Stored entries
================================
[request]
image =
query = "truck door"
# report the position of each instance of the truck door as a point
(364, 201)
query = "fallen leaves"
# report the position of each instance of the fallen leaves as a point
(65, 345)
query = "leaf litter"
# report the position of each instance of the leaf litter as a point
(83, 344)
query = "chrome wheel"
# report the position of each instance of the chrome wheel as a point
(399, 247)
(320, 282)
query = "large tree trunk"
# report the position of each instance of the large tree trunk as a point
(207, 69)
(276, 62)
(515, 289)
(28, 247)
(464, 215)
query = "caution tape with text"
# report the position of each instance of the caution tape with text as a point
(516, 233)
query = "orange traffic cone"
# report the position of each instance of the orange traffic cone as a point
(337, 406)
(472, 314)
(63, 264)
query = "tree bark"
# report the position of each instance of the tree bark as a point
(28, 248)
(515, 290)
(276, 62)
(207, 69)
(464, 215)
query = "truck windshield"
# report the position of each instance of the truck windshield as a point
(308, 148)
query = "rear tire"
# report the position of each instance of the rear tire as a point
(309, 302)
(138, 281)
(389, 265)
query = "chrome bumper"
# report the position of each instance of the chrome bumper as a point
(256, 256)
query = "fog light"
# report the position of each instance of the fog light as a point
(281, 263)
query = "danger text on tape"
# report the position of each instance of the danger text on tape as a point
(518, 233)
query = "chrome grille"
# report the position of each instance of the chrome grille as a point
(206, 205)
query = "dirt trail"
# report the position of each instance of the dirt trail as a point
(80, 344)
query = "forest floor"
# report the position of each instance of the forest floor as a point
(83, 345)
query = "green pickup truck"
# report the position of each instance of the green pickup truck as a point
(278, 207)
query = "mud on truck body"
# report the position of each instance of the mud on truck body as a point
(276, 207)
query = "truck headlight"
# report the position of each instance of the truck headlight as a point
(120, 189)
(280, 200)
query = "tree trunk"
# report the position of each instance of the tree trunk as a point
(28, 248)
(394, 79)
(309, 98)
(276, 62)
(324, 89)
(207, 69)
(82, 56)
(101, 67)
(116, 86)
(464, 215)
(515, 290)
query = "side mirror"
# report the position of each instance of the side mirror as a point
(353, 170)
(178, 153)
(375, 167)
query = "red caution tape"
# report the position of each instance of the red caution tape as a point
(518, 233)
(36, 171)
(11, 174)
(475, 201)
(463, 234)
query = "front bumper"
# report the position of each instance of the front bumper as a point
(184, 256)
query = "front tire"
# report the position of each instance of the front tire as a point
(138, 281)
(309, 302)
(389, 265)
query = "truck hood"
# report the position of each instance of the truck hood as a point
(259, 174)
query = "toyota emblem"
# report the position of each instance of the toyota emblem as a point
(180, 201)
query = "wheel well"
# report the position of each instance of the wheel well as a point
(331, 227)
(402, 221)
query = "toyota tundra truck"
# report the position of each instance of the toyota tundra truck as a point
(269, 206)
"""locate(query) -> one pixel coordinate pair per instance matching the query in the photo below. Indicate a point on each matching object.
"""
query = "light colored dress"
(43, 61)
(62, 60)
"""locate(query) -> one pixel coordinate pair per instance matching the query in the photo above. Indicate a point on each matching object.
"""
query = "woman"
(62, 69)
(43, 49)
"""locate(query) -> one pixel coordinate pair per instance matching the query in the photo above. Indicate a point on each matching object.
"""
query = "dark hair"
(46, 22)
================================
How to complete this task: All the records above must be transcribed without a single change to any word.

Answer to this exercise:
[request]
image =
query = "truck door"
# report the position of each instance of the truck door as a point
(364, 201)
query = "fallen leaves"
# report the position of each instance of the fallen leaves as a point
(65, 345)
query = "leaf litter"
# report the position of each instance of the leaf litter as a point
(83, 344)
query = "chrome wheel"
# report the position of each instance of the chrome wheel as a point
(399, 247)
(320, 282)
query = "large tree trunk"
# report the position of each instance of the large tree trunk as a point
(207, 69)
(276, 62)
(515, 289)
(28, 247)
(464, 215)
query = "caution tape with text"
# report the position of each instance of the caution tape with text as a point
(516, 233)
query = "orange traffic cone"
# report the position of each instance of the orange traffic cone as a point
(337, 406)
(472, 314)
(63, 264)
query = "tree bark"
# report the position of each instance of the tree bark as a point
(28, 248)
(515, 290)
(276, 62)
(207, 69)
(464, 215)
query = "truck windshield"
# report the position of each instance of the truck windshield as a point
(308, 148)
query = "rear tire"
# report the position of each instance of the rear tire as a point
(309, 302)
(138, 281)
(389, 265)
query = "chrome bumper"
# report the position of each instance of the chrome bumper as a point
(256, 256)
query = "fog light"
# report the position of each instance of the fog light as a point
(281, 263)
query = "danger text on tape"
# report the position of each instance of the danger text on tape as a point
(518, 233)
query = "chrome grille"
# report the position of each instance of the chrome grille as a point
(206, 205)
query = "dirt trail"
# report the position of each instance of the dirt trail as a point
(80, 344)
query = "forest floor"
# report the position of each instance of the forest floor as a point
(83, 345)
query = "green pickup truck"
# report the position of each instance of the green pickup truck as a point
(278, 207)
query = "mud on truck body"
# report the position of each instance of the mud on truck body as a point
(276, 207)
query = "truck headlight"
# report the position of each instance of the truck headlight as a point
(120, 189)
(280, 200)
query = "tree trunk"
# report the position of each instance of the tree trunk as a point
(28, 248)
(394, 79)
(309, 98)
(276, 62)
(324, 89)
(207, 69)
(82, 56)
(101, 67)
(116, 86)
(464, 215)
(515, 290)
query = "side mirror"
# report the position of each instance of the side mirror as a point
(353, 170)
(178, 153)
(375, 167)
query = "red caution tape"
# report the position of each instance of the red caution tape as a point
(518, 233)
(36, 171)
(11, 174)
(475, 201)
(463, 234)
query = "front bumper"
# report the position of each instance of the front bumper as a point
(184, 256)
query = "front tire"
# report the position of each instance of the front tire as a point
(138, 281)
(309, 302)
(389, 265)
query = "truck hood"
# report the position of each instance of the truck hood as a point
(259, 174)
query = "toyota emblem"
# report the position of each instance of the toyota emblem as a point
(180, 201)
query = "wheel well"
# report the position of each instance of the wheel well as a point
(331, 227)
(402, 221)
query = "toyota tundra truck"
# report the position of each instance of the toyota tundra truck as a point
(269, 206)
"""locate(query) -> one pixel coordinate pair per instance matching the query in the photo below. Indicate a point on each matching object.
"""
query = "light colored dress"
(43, 61)
(62, 60)
"""locate(query) -> one pixel coordinate pair per instance matching the query in the photo above. Indicate a point on each matching object.
"""
query = "woman"
(62, 69)
(43, 49)
"""locate(query) -> one pixel coordinate pair per instance matching the query in the photo above. Indicate a point on each matching object.
"""
query = "dark hair"
(46, 22)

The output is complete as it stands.